■ **Task description**
Please return the full listing word for word, leaving out any pictures.
(Data for the task Opens)
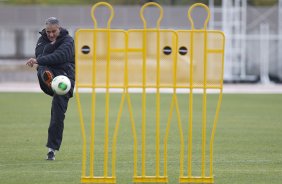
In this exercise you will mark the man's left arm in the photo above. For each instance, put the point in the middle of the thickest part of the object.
(64, 53)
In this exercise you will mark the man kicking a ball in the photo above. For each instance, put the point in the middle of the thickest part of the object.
(54, 55)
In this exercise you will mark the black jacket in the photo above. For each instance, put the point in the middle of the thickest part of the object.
(58, 56)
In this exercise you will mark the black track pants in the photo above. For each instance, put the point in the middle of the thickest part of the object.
(56, 127)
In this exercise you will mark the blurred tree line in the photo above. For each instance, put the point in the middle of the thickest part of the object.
(134, 2)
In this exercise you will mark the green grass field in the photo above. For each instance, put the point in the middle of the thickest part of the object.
(248, 141)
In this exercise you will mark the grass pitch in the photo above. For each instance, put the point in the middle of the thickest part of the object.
(247, 149)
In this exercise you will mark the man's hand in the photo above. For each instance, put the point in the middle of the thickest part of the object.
(31, 62)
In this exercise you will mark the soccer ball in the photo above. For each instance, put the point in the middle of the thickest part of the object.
(61, 85)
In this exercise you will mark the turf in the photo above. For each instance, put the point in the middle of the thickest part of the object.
(248, 141)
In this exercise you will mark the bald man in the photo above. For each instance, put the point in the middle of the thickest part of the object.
(54, 55)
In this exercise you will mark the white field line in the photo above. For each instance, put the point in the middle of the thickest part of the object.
(227, 88)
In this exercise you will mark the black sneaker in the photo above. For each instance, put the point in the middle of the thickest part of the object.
(50, 155)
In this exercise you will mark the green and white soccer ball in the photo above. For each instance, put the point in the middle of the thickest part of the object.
(61, 85)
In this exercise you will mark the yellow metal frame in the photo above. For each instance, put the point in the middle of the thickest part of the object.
(159, 177)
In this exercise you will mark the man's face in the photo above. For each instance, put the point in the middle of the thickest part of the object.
(52, 31)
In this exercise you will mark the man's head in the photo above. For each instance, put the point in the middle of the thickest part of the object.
(52, 28)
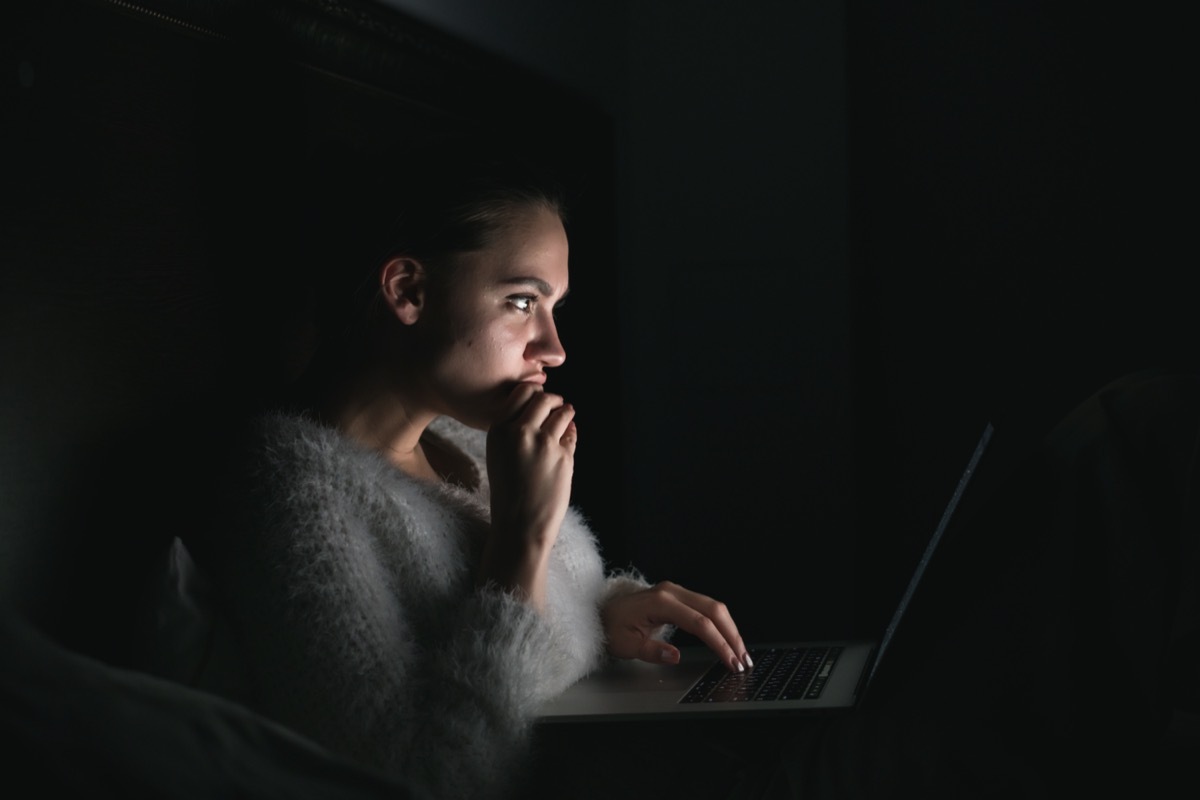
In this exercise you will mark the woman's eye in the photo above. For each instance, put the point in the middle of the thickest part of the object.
(523, 302)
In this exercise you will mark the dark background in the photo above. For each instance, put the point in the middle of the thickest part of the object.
(815, 247)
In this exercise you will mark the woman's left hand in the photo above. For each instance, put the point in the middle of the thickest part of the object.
(630, 621)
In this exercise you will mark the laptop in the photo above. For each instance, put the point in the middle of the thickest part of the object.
(787, 678)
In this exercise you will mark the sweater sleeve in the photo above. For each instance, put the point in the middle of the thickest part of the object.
(375, 643)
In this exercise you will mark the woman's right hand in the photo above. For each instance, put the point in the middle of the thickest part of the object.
(531, 461)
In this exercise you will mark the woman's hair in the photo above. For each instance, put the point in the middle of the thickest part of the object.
(430, 205)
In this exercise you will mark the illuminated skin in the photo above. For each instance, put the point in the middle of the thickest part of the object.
(475, 344)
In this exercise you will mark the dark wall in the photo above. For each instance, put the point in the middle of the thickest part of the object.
(1019, 230)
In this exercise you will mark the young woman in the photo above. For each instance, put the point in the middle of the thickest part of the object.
(397, 557)
(406, 579)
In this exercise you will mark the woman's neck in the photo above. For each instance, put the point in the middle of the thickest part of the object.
(379, 419)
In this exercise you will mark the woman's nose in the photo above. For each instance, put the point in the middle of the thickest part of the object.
(546, 348)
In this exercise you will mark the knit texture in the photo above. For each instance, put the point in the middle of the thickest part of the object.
(349, 589)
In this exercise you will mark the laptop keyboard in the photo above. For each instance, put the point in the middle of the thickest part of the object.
(778, 674)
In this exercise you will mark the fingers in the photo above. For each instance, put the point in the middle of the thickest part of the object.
(540, 410)
(705, 618)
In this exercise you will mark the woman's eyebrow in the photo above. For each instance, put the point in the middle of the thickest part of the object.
(543, 287)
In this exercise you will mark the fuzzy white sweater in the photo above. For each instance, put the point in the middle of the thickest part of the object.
(349, 589)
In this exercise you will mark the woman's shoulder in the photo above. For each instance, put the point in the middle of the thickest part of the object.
(460, 452)
(291, 451)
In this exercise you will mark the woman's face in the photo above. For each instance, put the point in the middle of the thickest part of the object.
(491, 324)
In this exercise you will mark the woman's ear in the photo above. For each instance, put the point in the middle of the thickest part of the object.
(402, 284)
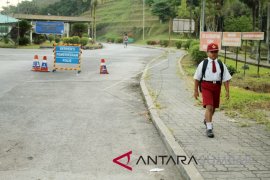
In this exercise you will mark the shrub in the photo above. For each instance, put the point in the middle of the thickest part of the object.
(84, 41)
(196, 54)
(231, 70)
(24, 41)
(51, 38)
(178, 44)
(164, 43)
(193, 43)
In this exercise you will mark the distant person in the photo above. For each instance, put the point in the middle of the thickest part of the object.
(125, 40)
(209, 75)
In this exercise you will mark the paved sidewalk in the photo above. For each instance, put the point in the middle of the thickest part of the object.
(Data for the task Closes)
■ **Response**
In this exercise you will mark the man's left arm in the photo above. For each instance, put the point in the middle of the thickest part of the object.
(64, 53)
In this exercise you will mark the man kicking a ball in the photo above. For each instance, put the point in the middle of the thickest part of the object.
(54, 55)
In this exercise you will mark the black jacket in the photo above. For each instance, put the point in the middle of the thickest part of the object.
(58, 56)
In this exercise you will mark the black track pants in the photo above. For each instance, put the point in the middle of the thickest part of the object.
(56, 127)
In this exercise you will mark the blurred tree line in the photo above. For each instance, put the point in the middle of the thickest part of the object.
(134, 2)
In this exercise you will mark the green grass field in the photo above. For each instance, put the point in the middle of the thickest part of the object.
(248, 141)
In this exercise you will mark the grass pitch in the photo above. For each instance, put the point in the middle of the thickest part of the object.
(247, 149)
In this exercise you will mark the man's hand in the photo above. For each instance, put the point in the middle of the thickest part of the object.
(31, 62)
In this exercise you will mark the soccer ball in the photo above. For each instance, put the point in the middle of the thickest part of the object.
(61, 85)
In this exercise you will mark the turf in the photo above. For each instance, put the point in the middle of the thickest part of the object.
(248, 141)
In this exercise you will mark the bald man in the photo above. For each instance, put the point in the middle of the thickest part of the object.
(54, 55)
In this exercise you will mark the white field line in the photo above. For each instance, put the point in the middle of the thickest part of the object.
(227, 88)
In this exercise you will mark the black sneaker in the photo above. For each instance, put the point in the middle of the thickest part of the object.
(50, 155)
In this exercise you will mark the green and white soccer ball in the photo above. For each instance, put the point in the middle of the thickest part of the object.
(61, 85)
In this exercise you will mark the yellow metal frame in the photo above. For each instance, put the point in the middle of the thickest part of the object.
(159, 177)
In this exercise you will mark the man's face in the photo above. For each instance, put the point in the middle of the thickest part of the object.
(52, 31)
In this exercise you will mark the man's head in the photo above. For each instance, put the point in the middle of the thickest part of the object.
(52, 28)
In this exercise you will mark the woman's eye in the photo above. For each instance, put the point in the middle of the thickest part of the object.
(523, 302)
In this exercise you will mark the dark background in the photo above. For each instance, put the point in the middle of the thickest part of the object.
(815, 247)
In this exercise you will mark the woman's left hand in the photo above. For each instance, put the point in the middle of the thickest part of the object.
(630, 621)
In this exercise you will mark the laptop in the photo above. For each instance, put the point in the middle of the thickest part of the object.
(787, 678)
In this exercise you will mark the sweater sleeve in the photo above. For each instance, put the point in the middle of the thickest part of the object.
(375, 643)
In this exercise you will mark the woman's right hand in the photo above. For each instance, put the point in the middle of the thickest part of the object.
(531, 461)
In this exercise you will mark the woman's hair in the photo above. For each instance, put the point in the middle of the thickest part of the object.
(430, 205)
In this exercise you will mark the illuminated skin in the photo above. For each instance, put the point in the middle of the thickest part of the object.
(475, 344)
In this exercise you will mark the dark wall in the photo above. For each instance, put the point in the middle of the thickest part of the object.
(1019, 230)
In this exercise you will mark the young woman in the photo above. For each instance, put the point in the middle of the thickest part of the object.
(397, 557)
(406, 579)
In this exercise you will mark the woman's neck in the photo above. For each instance, put the point in the middle of the thickest part of the object.
(379, 419)
In this exercise you will mark the woman's nose in the photo above. For each instance, put the point in the middle of the thickest part of the object.
(546, 348)
In this exercise you will mark the knit texture in the photo above. For each instance, put the point in the middle of the thickest part of the object.
(349, 589)
In this exercise you will mark the laptop keyboard in the photo above. For each instance, put the point in the middle of the thickest part of the object.
(778, 674)
In this exercise you will mark the fingers in the photo above. For each instance, put the point in the middle of the thickest part of the object.
(540, 410)
(705, 618)
In this exercise you will mark the woman's eyebrow in the photo above. For each instance, put the point in the middle of the thickest part of the object.
(543, 287)
In this exercise you will mark the fuzzy white sweater in the photo above. For each instance, put the point in the middle of the thickest part of the object.
(349, 589)
In this exercise you will mark the woman's shoulder in the photo above. For each instance, put the point in the middle of the thickest part of the object.
(460, 452)
(291, 451)
In this exercise you will mark the woman's face in the photo above. For each instance, put the point in the middle of the thickest part of the object.
(491, 324)
In this exercise you will mark the woman's ear in the photo above. For each instance, put the point in the middle of the thickest part of the object.
(402, 284)
In this exercise you will mark the shrub in the photo above. For each instance, put the point in the middle of the thickest part of the object.
(84, 41)
(196, 54)
(231, 70)
(24, 41)
(51, 38)
(178, 44)
(164, 43)
(193, 43)
In this exercise you will mark the distant person in the photo above. For each instance, put the point in the middle of the thickest part of the object.
(125, 40)
(209, 75)
In this exercise you will mark the paved sidewalk in the photo above. For each instance, put the point in the middle of the thickest part of the object.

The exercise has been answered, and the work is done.